--- DATASET ---

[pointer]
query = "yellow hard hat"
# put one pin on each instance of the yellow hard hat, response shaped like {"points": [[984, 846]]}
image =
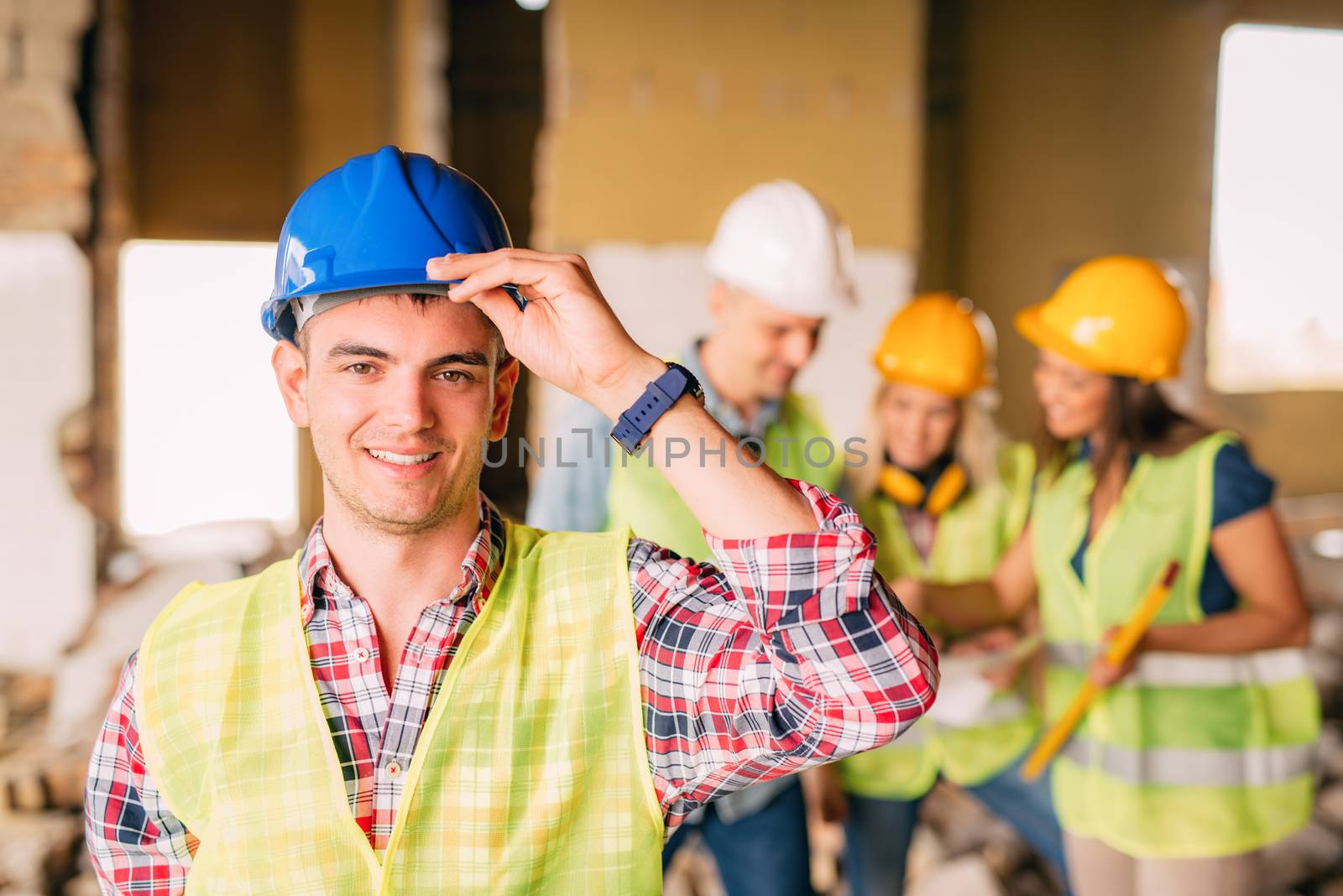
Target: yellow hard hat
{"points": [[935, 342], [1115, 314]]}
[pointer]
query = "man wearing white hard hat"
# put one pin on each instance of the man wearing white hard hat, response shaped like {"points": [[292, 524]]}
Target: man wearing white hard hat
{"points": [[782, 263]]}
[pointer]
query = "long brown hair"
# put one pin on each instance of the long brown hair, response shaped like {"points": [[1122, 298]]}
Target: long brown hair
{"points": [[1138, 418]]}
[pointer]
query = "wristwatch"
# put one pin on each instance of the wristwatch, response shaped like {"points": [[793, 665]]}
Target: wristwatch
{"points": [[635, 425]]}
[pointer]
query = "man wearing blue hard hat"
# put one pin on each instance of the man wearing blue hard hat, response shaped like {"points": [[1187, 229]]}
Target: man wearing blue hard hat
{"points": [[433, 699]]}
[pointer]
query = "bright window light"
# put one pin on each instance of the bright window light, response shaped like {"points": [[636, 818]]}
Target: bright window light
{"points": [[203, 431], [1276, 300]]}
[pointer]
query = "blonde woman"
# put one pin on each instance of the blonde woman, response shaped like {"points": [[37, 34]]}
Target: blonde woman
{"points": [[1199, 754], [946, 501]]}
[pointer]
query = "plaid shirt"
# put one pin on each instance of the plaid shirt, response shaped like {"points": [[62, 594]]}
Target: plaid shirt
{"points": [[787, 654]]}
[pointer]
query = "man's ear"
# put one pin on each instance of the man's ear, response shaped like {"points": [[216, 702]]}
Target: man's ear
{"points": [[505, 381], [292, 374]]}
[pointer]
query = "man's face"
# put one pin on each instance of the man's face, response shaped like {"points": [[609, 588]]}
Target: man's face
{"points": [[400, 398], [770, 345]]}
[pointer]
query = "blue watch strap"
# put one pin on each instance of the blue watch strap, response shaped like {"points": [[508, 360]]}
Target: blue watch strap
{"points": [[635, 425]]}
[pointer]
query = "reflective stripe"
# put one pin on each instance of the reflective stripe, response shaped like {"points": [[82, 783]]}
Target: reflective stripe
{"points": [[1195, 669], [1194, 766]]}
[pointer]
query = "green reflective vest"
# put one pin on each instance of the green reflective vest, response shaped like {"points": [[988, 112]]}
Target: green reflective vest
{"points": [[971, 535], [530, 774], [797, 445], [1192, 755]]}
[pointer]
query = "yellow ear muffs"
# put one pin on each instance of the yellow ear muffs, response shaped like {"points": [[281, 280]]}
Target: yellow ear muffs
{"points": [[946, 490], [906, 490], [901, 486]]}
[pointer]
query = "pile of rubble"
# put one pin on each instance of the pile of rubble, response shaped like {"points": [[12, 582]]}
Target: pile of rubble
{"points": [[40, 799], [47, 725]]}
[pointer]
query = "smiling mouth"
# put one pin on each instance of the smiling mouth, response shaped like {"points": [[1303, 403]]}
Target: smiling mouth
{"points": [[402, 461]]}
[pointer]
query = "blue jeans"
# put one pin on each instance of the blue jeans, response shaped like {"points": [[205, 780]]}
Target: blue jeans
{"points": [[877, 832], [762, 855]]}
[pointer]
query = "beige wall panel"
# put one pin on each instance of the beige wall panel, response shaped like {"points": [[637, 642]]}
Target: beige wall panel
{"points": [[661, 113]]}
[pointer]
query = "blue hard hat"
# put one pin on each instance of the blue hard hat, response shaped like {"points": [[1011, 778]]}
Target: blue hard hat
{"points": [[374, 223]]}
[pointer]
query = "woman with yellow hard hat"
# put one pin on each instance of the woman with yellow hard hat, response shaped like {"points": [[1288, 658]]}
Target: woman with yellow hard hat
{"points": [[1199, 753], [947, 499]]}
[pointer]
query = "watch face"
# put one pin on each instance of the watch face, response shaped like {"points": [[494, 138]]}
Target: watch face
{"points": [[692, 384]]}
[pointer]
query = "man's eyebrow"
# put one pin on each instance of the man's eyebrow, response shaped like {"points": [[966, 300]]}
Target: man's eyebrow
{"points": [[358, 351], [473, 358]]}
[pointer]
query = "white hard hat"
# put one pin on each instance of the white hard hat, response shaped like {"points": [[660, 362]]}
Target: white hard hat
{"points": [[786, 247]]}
==
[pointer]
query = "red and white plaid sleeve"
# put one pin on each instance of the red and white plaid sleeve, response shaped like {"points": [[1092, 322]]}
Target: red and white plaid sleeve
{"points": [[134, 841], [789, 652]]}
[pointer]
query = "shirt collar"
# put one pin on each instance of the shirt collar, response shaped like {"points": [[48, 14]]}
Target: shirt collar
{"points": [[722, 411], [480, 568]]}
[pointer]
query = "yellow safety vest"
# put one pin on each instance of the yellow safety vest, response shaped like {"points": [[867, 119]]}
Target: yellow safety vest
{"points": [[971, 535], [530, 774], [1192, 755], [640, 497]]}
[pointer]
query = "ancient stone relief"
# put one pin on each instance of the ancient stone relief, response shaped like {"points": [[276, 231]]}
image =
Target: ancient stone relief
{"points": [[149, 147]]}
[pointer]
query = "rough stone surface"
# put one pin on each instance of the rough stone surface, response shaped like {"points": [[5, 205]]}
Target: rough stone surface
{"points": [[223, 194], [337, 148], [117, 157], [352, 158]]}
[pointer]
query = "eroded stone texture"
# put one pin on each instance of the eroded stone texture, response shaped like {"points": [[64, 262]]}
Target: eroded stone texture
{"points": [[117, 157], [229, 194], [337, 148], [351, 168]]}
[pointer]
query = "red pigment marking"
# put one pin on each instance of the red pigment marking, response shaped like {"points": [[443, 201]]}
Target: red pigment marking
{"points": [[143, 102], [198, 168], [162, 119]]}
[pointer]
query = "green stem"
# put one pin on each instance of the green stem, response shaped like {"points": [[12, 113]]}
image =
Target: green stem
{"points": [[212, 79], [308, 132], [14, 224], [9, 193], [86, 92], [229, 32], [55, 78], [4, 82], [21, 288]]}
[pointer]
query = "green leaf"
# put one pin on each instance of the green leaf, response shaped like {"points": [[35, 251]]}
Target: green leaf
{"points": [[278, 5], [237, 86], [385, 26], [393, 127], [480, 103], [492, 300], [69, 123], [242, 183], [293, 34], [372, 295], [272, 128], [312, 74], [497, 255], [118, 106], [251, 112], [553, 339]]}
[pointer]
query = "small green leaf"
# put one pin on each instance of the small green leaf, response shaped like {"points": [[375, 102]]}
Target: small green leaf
* * *
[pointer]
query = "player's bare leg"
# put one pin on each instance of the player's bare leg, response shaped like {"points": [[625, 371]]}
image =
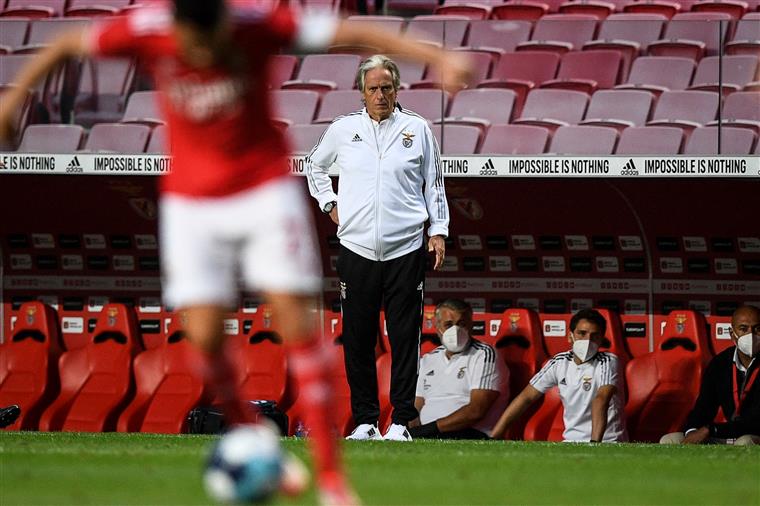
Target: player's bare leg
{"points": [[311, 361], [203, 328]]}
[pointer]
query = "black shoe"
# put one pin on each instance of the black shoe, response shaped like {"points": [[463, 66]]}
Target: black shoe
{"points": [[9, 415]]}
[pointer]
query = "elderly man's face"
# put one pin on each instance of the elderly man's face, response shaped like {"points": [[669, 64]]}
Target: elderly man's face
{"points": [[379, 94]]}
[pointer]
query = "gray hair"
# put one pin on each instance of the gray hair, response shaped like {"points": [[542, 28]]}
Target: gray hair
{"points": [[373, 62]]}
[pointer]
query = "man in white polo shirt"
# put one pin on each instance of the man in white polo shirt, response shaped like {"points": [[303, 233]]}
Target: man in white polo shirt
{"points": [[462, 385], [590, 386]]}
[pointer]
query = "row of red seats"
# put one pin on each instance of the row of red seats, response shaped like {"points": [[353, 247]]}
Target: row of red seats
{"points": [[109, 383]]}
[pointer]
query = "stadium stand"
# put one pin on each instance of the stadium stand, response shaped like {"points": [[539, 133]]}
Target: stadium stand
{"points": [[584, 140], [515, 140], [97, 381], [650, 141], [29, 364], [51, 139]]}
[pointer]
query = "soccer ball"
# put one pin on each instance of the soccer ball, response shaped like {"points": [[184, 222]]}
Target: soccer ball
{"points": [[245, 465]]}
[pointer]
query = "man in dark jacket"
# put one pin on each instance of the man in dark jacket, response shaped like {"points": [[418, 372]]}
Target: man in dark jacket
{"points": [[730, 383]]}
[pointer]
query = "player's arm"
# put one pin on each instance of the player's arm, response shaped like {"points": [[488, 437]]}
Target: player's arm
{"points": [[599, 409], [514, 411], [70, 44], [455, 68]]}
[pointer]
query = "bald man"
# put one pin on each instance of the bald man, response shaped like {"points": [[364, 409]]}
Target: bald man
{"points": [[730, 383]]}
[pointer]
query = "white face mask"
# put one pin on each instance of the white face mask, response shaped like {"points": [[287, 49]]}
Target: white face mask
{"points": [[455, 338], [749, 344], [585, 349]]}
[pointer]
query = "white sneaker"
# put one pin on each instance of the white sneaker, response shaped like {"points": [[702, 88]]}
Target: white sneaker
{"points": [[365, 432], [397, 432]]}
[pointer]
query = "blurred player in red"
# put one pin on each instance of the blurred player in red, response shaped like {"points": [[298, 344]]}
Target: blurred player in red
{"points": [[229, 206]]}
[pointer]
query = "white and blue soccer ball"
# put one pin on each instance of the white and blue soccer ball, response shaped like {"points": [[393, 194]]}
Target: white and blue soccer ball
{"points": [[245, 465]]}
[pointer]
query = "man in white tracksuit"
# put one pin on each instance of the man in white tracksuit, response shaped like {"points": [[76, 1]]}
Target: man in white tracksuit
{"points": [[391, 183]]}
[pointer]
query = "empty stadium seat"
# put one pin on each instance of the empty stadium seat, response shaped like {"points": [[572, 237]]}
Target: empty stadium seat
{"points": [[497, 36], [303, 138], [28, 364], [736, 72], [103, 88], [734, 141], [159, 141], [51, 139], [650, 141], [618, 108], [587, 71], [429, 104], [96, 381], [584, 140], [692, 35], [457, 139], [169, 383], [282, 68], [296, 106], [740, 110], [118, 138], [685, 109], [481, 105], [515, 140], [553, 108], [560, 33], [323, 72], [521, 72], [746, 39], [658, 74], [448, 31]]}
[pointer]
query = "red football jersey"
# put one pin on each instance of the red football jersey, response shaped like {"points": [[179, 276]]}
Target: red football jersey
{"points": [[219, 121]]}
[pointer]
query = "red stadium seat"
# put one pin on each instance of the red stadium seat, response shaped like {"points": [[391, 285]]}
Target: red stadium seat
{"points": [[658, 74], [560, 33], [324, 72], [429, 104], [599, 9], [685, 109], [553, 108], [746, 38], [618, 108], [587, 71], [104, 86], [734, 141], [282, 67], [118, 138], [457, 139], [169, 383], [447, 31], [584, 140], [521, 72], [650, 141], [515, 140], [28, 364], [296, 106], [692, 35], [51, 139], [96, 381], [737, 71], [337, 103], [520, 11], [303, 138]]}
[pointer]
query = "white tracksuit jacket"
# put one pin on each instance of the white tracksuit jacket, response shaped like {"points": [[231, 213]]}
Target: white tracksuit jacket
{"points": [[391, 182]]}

--- WRITTEN REQUEST ---
Find every line in the records that contains the string "yellow", and copy each one. Case counts.

--- TASK OUTPUT ---
query = "yellow hard hat"
# put one pin on each instance of the yellow hard hat, response shaped like {"points": [[984, 846]]}
Target: yellow hard hat
query = "yellow ear muffs"
# put one pin on each instance of the yellow ear muffs, response shaped like {"points": [[281, 280]]}
Target: yellow ear muffs
query = "woman with yellow hard hat"
# put one pin on each instance of the woman with yellow hard hat, response shaped like {"points": [[1288, 658]]}
Target: woman with yellow hard hat
query = "yellow safety vest"
# put one pin on each instance of the yellow safety vest, response shaped like {"points": [[867, 119]]}
Target: yellow safety vest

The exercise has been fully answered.